BEGIN Provided information
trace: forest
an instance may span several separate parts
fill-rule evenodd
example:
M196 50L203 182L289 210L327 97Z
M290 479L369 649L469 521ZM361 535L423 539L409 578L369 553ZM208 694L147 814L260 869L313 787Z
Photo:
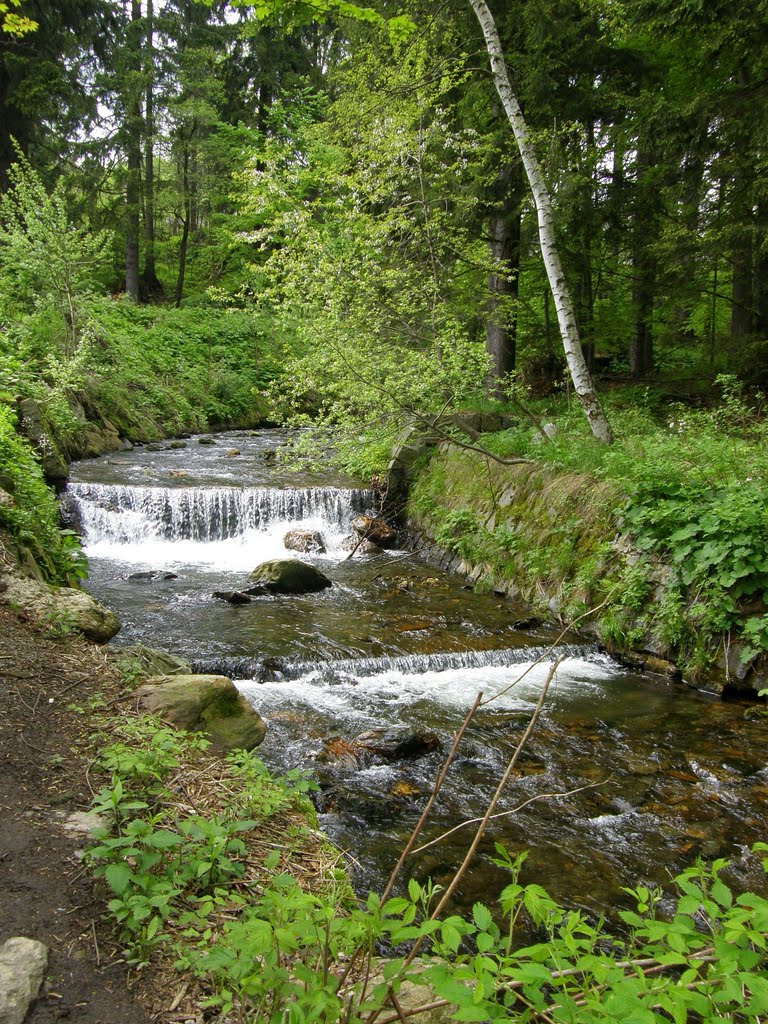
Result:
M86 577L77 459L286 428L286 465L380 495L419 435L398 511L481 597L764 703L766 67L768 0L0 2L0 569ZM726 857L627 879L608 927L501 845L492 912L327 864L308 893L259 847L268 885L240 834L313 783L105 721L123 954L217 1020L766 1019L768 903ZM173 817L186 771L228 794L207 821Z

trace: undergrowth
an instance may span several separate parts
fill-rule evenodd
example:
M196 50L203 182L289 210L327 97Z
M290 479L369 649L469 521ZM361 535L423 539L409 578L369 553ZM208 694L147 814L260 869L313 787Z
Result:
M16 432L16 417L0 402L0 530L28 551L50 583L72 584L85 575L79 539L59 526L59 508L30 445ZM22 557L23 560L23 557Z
END Provided information
BEGIN Provided information
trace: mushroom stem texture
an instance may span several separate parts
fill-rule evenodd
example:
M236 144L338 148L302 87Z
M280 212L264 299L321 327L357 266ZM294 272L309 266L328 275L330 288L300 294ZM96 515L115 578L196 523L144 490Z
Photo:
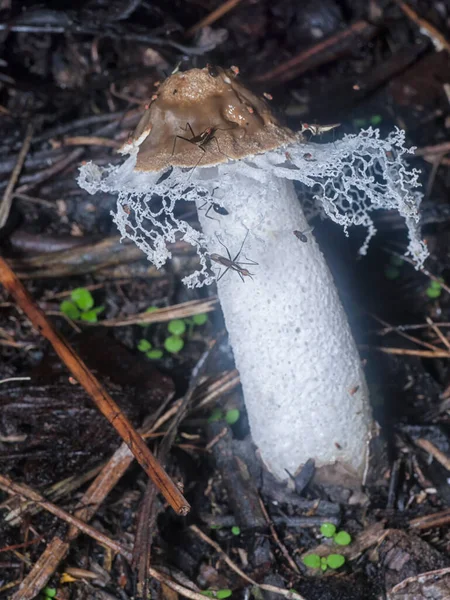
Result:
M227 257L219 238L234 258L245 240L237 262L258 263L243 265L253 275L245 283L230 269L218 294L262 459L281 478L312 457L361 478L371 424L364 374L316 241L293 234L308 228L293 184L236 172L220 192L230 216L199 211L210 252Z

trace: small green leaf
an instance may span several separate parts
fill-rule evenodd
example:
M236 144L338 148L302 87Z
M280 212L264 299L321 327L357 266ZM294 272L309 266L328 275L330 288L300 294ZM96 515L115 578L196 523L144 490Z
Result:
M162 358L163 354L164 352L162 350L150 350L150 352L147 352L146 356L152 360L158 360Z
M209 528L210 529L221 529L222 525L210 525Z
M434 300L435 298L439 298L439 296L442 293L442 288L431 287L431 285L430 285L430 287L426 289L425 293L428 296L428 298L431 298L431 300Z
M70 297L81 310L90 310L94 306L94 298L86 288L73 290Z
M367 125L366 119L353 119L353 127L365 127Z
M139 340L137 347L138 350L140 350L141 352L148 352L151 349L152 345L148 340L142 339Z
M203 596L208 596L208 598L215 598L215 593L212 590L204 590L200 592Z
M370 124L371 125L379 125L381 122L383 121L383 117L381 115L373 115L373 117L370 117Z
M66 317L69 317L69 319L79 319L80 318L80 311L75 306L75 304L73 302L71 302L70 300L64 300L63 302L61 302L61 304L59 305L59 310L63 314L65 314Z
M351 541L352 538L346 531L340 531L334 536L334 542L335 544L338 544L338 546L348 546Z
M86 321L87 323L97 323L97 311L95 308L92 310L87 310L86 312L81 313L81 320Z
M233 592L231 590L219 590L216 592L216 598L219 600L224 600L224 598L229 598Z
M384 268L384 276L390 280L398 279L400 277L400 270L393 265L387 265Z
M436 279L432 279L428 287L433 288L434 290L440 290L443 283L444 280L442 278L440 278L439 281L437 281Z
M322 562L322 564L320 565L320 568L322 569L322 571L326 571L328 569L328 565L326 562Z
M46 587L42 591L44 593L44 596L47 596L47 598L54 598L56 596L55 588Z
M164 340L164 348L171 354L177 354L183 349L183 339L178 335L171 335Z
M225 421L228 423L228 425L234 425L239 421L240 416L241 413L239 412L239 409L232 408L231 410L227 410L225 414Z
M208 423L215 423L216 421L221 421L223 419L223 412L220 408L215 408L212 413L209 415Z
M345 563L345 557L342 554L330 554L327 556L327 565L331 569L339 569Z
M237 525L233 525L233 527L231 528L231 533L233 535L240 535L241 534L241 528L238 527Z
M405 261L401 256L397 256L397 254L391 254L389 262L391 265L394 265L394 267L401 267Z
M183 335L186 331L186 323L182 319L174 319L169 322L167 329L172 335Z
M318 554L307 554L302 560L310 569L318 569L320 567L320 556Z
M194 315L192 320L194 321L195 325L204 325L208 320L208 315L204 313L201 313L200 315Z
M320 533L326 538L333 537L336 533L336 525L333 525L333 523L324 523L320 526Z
END Provided information
Activity: Go through the material and copy each line in which the word "trace" occurs.

Result of this task:
trace: forest
trace: undergrowth
trace: mushroom stem texture
trace: small green leaf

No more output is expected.